* [Work task]: If a line of the records holds the word "column", copy it out.

Segment Start: Given data

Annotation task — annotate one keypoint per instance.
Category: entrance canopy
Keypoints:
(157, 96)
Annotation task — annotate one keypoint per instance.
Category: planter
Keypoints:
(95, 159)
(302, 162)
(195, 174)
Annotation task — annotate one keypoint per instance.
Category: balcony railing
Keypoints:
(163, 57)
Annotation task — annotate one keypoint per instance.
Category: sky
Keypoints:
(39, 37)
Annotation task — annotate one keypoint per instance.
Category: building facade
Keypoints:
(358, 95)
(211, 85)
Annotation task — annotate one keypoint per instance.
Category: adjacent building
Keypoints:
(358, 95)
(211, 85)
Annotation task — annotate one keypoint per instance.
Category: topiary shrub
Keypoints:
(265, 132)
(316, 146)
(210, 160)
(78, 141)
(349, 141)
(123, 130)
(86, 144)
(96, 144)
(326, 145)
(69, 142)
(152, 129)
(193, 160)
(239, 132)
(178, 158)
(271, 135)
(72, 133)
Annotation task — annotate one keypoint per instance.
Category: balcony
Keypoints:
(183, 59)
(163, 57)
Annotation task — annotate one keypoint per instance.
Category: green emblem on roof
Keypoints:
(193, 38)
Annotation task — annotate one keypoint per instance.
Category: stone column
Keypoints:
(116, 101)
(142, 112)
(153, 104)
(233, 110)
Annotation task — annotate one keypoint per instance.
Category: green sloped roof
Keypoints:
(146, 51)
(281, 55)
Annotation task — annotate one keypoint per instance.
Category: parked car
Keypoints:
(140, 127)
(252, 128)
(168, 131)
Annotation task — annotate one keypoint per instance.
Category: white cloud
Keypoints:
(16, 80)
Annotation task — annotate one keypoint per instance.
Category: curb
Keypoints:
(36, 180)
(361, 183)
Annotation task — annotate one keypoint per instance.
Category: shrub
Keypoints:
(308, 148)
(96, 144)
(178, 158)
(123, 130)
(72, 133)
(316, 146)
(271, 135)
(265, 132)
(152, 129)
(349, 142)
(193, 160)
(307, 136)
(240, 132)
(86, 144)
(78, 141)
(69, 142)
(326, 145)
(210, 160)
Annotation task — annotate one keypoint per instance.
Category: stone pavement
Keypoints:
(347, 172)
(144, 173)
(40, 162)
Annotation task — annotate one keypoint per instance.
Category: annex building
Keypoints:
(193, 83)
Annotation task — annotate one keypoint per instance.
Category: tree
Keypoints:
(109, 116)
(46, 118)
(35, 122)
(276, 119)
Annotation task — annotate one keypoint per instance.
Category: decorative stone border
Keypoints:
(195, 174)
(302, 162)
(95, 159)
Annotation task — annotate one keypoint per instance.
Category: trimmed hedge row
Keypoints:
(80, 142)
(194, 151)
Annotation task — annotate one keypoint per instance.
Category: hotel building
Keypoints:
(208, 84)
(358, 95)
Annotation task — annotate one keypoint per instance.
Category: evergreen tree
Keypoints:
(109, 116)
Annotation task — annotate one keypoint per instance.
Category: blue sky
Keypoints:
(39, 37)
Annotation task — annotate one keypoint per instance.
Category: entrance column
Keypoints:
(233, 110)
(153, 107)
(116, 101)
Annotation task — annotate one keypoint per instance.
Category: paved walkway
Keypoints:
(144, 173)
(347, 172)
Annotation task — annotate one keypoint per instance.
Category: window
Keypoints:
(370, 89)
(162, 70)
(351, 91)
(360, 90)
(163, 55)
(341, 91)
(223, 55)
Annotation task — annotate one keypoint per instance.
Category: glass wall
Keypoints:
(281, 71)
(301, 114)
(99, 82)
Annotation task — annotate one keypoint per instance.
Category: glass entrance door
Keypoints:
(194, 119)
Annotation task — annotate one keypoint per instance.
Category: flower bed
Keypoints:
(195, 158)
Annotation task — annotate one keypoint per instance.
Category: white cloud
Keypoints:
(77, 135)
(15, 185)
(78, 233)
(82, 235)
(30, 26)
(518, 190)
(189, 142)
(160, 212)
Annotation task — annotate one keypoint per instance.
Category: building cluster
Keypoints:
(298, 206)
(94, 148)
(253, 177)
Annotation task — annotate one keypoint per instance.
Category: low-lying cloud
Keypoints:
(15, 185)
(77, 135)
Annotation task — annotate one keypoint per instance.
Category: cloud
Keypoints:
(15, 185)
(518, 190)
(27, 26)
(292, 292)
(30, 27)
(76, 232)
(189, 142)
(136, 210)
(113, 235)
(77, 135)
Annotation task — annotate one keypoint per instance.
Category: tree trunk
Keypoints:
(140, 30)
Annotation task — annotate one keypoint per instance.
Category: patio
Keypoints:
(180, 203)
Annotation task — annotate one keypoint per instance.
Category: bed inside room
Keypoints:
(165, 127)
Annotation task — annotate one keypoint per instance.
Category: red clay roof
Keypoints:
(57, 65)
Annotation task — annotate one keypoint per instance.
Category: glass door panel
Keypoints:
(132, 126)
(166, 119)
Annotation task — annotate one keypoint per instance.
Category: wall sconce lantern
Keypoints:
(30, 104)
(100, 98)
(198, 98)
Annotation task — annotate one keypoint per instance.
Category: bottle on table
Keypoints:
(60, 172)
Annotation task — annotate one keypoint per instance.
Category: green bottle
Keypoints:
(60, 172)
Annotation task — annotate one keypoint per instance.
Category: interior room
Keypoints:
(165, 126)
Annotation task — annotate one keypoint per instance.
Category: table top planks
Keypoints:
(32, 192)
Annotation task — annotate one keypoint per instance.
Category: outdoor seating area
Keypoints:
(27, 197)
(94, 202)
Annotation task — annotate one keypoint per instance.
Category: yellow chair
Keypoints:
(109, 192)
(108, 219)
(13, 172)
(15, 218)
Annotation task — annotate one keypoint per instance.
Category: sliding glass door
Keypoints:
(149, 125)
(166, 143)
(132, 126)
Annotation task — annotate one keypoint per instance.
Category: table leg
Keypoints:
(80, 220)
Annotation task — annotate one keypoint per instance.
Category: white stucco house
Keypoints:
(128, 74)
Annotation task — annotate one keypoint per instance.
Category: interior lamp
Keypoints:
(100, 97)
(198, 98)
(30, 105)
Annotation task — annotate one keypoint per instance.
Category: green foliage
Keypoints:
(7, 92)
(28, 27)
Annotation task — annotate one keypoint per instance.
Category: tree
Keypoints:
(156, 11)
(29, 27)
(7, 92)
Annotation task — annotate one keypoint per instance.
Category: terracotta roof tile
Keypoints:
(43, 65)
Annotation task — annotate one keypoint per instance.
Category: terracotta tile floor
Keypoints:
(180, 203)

Segment End: Given data

* [Written solution]:
Category: stone column
Category: entrance column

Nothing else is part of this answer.